Exercise objective
Copy the records below word for word.

─── Extracted records

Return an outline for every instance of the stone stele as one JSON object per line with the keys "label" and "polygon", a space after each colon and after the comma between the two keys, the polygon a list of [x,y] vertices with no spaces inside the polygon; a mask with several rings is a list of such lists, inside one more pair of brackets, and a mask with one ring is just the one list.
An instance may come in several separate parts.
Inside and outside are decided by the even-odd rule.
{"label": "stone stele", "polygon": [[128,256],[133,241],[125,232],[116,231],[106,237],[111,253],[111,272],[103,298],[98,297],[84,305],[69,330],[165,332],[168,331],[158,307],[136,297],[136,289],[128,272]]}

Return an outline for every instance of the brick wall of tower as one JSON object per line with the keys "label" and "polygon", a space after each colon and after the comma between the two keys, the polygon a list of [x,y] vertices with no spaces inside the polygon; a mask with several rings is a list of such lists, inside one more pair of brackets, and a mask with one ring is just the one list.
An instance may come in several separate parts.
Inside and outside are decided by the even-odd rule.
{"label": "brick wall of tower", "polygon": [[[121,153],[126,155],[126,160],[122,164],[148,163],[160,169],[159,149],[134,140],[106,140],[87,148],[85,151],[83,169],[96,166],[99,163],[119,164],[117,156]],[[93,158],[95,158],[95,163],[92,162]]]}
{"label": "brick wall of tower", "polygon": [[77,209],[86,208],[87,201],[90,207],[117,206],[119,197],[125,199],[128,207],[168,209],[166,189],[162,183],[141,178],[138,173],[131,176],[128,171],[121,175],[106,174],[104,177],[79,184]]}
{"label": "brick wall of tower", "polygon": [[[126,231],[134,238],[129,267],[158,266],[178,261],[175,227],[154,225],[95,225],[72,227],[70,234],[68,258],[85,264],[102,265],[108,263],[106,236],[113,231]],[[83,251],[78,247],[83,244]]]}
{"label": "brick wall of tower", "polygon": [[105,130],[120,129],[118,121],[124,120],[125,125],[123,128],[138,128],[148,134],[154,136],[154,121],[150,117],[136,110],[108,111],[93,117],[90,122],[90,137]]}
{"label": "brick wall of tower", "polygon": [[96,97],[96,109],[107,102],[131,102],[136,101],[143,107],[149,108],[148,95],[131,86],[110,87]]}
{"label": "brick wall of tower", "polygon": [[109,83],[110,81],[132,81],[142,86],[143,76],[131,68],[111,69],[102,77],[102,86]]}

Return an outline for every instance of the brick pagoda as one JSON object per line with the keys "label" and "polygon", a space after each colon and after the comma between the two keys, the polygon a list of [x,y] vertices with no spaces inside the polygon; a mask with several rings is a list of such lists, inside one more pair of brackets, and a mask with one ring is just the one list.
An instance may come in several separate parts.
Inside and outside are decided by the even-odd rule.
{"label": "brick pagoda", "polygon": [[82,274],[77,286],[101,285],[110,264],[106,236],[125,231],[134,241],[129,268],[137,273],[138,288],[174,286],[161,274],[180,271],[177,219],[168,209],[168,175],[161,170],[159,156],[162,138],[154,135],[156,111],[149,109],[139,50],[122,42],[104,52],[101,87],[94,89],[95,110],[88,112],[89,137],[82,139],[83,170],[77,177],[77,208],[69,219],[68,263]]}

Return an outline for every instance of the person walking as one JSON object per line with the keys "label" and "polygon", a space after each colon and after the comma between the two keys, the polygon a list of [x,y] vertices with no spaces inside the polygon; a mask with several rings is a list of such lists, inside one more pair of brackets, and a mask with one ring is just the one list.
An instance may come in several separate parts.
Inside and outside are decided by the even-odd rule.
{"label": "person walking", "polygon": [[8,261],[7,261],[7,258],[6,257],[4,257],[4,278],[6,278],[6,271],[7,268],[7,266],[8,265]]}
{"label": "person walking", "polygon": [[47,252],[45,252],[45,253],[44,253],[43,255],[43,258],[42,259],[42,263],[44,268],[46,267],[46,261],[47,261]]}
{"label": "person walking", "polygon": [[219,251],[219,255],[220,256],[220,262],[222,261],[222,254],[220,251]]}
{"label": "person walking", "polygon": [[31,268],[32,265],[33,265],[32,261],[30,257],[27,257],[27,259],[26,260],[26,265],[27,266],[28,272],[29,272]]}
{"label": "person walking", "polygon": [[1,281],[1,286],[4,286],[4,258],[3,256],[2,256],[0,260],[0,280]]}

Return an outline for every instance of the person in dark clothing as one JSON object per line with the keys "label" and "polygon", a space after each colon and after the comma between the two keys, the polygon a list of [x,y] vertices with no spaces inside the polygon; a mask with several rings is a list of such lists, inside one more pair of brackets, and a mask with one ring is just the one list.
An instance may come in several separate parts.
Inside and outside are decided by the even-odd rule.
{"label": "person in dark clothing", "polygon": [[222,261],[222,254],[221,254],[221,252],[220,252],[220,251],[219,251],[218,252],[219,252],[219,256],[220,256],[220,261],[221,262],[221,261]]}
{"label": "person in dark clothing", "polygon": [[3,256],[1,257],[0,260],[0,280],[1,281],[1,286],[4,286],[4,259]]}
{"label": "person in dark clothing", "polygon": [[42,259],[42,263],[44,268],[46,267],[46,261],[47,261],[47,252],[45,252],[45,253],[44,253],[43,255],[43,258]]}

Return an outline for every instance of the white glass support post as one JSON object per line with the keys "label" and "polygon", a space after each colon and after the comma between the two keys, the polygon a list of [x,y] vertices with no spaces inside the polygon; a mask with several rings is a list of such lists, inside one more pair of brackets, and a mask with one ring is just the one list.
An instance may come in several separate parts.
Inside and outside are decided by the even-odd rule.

──────

Answer
Return an outline for every instance of the stone stele as one JSON object per line with the keys "label" and "polygon", a space after each colon and after the comma between the two keys, the polygon a list of [x,y] vertices with no spaces inside the polygon; a mask with several rings is a list of such lists, inside one more pair of brackets, and a mask with one ring is just the one list.
An instance may come in several separate parts.
Inside and outside are decided by the even-odd rule.
{"label": "stone stele", "polygon": [[128,256],[133,241],[125,232],[116,231],[106,237],[111,253],[111,272],[103,298],[98,297],[84,305],[69,330],[165,332],[168,331],[158,307],[136,297],[136,289],[128,272]]}

Return an outline for every instance of the brick wall of tower as one JSON object per line with the keys "label" and "polygon", a space after each colon and after the comma between the two keys, the polygon a list of [x,y] vertices with no spaces inside the polygon; a mask with several rings is a list of such lists, inside one more pair of brackets, and a mask with one ring is just the one list.
An instance may come in several separate parts.
Inside and outside are decided by the even-odd rule.
{"label": "brick wall of tower", "polygon": [[[121,153],[126,155],[126,160],[122,164],[148,163],[160,169],[159,149],[134,140],[106,140],[87,148],[85,151],[83,169],[96,166],[99,163],[119,164],[117,156]],[[93,158],[95,158],[95,163],[92,162]]]}
{"label": "brick wall of tower", "polygon": [[77,209],[86,208],[87,201],[90,207],[117,206],[119,197],[125,199],[128,207],[168,209],[166,189],[162,183],[141,178],[138,173],[131,176],[128,171],[121,175],[106,174],[104,177],[79,184]]}
{"label": "brick wall of tower", "polygon": [[[126,231],[134,238],[129,267],[158,266],[178,261],[175,227],[154,225],[95,225],[72,227],[70,234],[68,258],[85,264],[102,265],[108,263],[106,236],[113,231]],[[83,251],[78,247],[83,244]]]}
{"label": "brick wall of tower", "polygon": [[105,130],[120,129],[118,121],[124,120],[125,125],[123,128],[138,128],[148,134],[154,136],[154,121],[150,117],[136,110],[108,111],[93,117],[90,122],[90,137]]}
{"label": "brick wall of tower", "polygon": [[96,97],[96,109],[107,102],[131,102],[136,101],[143,107],[149,108],[148,95],[131,86],[110,87]]}
{"label": "brick wall of tower", "polygon": [[109,83],[110,81],[132,81],[142,86],[143,76],[131,68],[111,69],[102,77],[102,86]]}

Return an outline for every instance of the brick pagoda as one JSON object per line with the keys "label" and "polygon", a space after each colon and after the comma between the two keys, the polygon a list of [x,y] vertices with no spaces inside the polygon; a mask with several rings is a list of such lists, inside one more pair of brackets, and a mask with one ring is just the one list.
An instance may come in several separate parts.
Inside and outside are decided by the even-odd rule.
{"label": "brick pagoda", "polygon": [[82,274],[77,286],[101,285],[110,264],[106,236],[125,231],[134,241],[129,268],[137,273],[138,288],[174,286],[161,274],[180,271],[177,219],[168,209],[168,175],[161,170],[159,156],[162,138],[154,135],[156,111],[149,109],[139,50],[122,42],[104,52],[101,87],[94,89],[95,110],[88,112],[89,137],[82,139],[83,170],[77,177],[77,208],[69,219],[68,263]]}

Return an outline for every instance of the person walking as one JSON object per line with the keys "label" and "polygon", a space after each colon and after the comma between the two keys, the polygon a list of [x,y] vertices with no spaces inside the polygon; a mask with several rings is a list of such lists, inside one more pair of brackets, and a mask with one ring is just the one list.
An instance may come in several separate parts.
Inside and outside are decided by the even-odd rule.
{"label": "person walking", "polygon": [[8,261],[7,261],[7,258],[6,257],[4,257],[4,278],[6,278],[6,271],[7,268],[7,266],[8,265]]}
{"label": "person walking", "polygon": [[47,252],[45,252],[45,253],[44,253],[43,255],[43,258],[42,259],[42,263],[44,268],[46,267],[46,261],[47,261]]}
{"label": "person walking", "polygon": [[219,251],[219,255],[220,256],[220,262],[222,261],[222,254],[220,251]]}
{"label": "person walking", "polygon": [[31,268],[32,265],[33,265],[32,261],[30,257],[27,257],[27,259],[26,260],[26,265],[27,266],[28,272],[29,272]]}
{"label": "person walking", "polygon": [[1,281],[1,286],[4,286],[4,258],[3,256],[2,256],[0,260],[0,280]]}

Return an outline for every instance of the person in dark clothing as one JSON object per line with the keys "label" and "polygon", a space after each colon and after the comma between the two keys, the polygon a list of [x,y] vertices with no spaces inside the polygon; a mask with several rings is a list of such lists, inside one more pair of brackets, and a mask with one ring is just the one list.
An instance may come in several separate parts.
Inside and outside are decided by the even-odd rule.
{"label": "person in dark clothing", "polygon": [[222,261],[222,254],[221,254],[221,252],[220,252],[220,251],[219,251],[218,252],[219,252],[219,256],[220,256],[220,261],[221,262],[221,261]]}
{"label": "person in dark clothing", "polygon": [[3,256],[1,257],[0,260],[0,280],[1,281],[1,286],[4,286],[4,259]]}
{"label": "person in dark clothing", "polygon": [[42,259],[42,263],[44,268],[46,267],[46,261],[47,261],[47,252],[45,252],[45,253],[44,253],[43,255],[43,258]]}

Return an outline for every instance of the white glass support post as one JSON object per line with the keys "label" and "polygon", a space after each colon and after the comma between the two keys, the polygon a list of [x,y] vertices with no spaces inside the polygon; a mask with several rings is a list of such lists, inside one more pair of brackets, and a mask with one ring is just the one list.
An instance may come in several separate parts.
Inside and outside are decided by the even-odd rule.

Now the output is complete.